***** TEXT SEGMENT

Sunday, April 10, 2016

Mathmatical Modeling part 2

Dna, Double Helix, Model, Minor Groove Yesterday, I wrote about a great pdf that would make a great introduction to the topic. Today, I"m looking at several places that offer lesson plans on mathematical modeling.

One of them is the University of Indiana in Bloomington.  The page offers 40 modeling lesson plans tested by teachers and staff for students in grades 7 to 12.  The lessons actually include a senario and ask that the students create a proposal that includes the mathematical model to show why their suggestion is the best one.  Others are either experiments that require them to come up with rules for certain things while others are performance tasks based on real life situations such as needing to protect art in a museum.

The teachers college at Columbia University has a wonderful 25 page sample of the  Mathematical Modeling Handbook with the introduction and the first project with everything needed to conduct the lesson.  The introduction gives some everyday situations and discusses how it modeling should be taught in schools.

**********
***** DATA

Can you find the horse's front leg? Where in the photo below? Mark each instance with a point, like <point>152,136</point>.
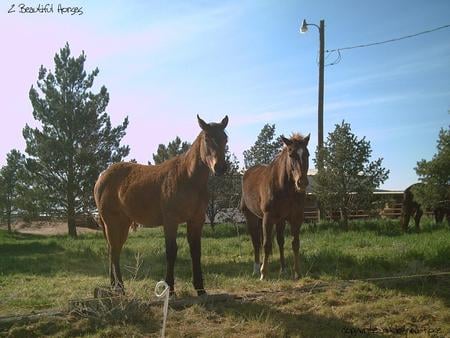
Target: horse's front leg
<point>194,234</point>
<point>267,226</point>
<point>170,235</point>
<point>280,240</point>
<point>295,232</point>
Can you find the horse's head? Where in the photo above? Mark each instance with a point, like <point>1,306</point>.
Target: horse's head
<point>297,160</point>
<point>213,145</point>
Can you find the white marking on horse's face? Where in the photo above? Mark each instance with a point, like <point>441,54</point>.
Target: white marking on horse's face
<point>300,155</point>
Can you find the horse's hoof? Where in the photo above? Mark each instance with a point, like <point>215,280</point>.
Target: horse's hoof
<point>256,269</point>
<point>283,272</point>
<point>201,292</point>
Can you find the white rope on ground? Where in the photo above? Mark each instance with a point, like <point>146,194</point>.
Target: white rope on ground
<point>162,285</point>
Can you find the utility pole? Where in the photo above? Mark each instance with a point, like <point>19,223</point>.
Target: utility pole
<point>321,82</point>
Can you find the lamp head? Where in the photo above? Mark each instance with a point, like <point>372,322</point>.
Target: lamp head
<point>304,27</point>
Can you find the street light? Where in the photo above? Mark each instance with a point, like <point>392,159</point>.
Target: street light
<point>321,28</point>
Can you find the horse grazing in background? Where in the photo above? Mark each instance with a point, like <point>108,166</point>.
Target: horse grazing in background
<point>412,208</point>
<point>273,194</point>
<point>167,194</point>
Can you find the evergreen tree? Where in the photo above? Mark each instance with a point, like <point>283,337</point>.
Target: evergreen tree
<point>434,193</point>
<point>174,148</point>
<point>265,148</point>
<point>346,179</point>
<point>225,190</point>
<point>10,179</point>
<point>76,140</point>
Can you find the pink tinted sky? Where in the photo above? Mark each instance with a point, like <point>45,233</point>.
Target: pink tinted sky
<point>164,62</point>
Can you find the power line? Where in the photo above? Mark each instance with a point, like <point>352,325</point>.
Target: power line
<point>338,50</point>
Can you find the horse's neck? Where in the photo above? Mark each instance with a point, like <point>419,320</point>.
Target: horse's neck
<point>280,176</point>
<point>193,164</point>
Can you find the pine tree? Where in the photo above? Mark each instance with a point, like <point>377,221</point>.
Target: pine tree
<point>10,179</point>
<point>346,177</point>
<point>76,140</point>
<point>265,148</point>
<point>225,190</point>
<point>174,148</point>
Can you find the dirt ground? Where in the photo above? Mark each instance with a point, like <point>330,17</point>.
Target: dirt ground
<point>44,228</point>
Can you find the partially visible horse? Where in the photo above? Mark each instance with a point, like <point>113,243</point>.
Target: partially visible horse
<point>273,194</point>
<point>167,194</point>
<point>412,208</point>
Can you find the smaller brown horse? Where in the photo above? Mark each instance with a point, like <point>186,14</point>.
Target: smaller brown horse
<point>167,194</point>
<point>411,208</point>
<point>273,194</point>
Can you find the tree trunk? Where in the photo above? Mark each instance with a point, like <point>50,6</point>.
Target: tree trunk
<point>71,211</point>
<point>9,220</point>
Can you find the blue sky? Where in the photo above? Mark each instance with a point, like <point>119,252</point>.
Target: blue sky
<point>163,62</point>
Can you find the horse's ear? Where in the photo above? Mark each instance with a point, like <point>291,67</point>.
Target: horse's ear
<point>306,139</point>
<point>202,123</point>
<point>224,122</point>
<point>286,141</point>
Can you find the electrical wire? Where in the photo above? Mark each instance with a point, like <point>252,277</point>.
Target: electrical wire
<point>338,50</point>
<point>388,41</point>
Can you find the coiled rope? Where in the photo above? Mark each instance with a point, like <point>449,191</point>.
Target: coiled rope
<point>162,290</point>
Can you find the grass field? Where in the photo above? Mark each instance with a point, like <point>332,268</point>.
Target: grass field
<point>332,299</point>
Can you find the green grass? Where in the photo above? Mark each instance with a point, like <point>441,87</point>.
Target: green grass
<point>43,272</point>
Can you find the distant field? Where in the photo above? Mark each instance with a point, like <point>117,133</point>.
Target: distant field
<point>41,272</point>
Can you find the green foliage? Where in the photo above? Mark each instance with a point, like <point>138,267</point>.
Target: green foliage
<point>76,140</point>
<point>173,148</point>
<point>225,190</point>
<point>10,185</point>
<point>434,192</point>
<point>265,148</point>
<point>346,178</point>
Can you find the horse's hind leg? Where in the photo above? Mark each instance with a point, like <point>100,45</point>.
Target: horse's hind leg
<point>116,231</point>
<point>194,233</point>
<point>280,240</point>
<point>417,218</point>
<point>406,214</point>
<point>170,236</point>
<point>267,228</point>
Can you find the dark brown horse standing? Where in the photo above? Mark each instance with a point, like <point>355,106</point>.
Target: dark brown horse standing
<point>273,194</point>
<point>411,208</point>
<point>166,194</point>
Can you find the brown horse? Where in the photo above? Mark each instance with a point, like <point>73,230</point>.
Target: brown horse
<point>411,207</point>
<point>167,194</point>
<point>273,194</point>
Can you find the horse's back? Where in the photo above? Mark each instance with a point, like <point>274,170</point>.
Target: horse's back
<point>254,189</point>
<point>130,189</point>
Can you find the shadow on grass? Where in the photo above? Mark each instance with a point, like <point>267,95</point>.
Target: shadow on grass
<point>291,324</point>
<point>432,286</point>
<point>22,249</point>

**********

**WORK TO BE COMPLETED**
Continue the blog post on mathematical modeling lesson plans, picking up directly after its final sentence.

**WRITTEN ANSWER**
Annenberg learner has a great lesson on mathematical modeling using circular movement, and transmission ratios followed by one on mosquito population and exponential growth.   The lessons come with everything you need and utilize hands on activities to help students see connections.

Back to the Plus Maths site for a complete package on mathematical modeling. This package shows some of the ways mathematical modeling is used in medicine and nature, economics, politics, and human interaction, games, sports, and art.  They offer three levels - explicit has students using the math, middle ground that introduces mathematical modeling and gives a glimpse of equations, the bigger picture that looks beyond what can be done in the classroom, and the try it yourself are problems from NRICH to do in the classroom.

The University of Arizona has two semesters worth of posters showing student work from a class on mathematical modeling.  The posters are one page summaries of the work they did in the class and contains everything from the problem to results, references and potential applications of the results.  Each poster includes a listing of scientific challenges for the problem.  Some of these are beyond my ELL student's understanding but a few, such as the one which explores why the same store might charge different prices for an item is something they can relate to.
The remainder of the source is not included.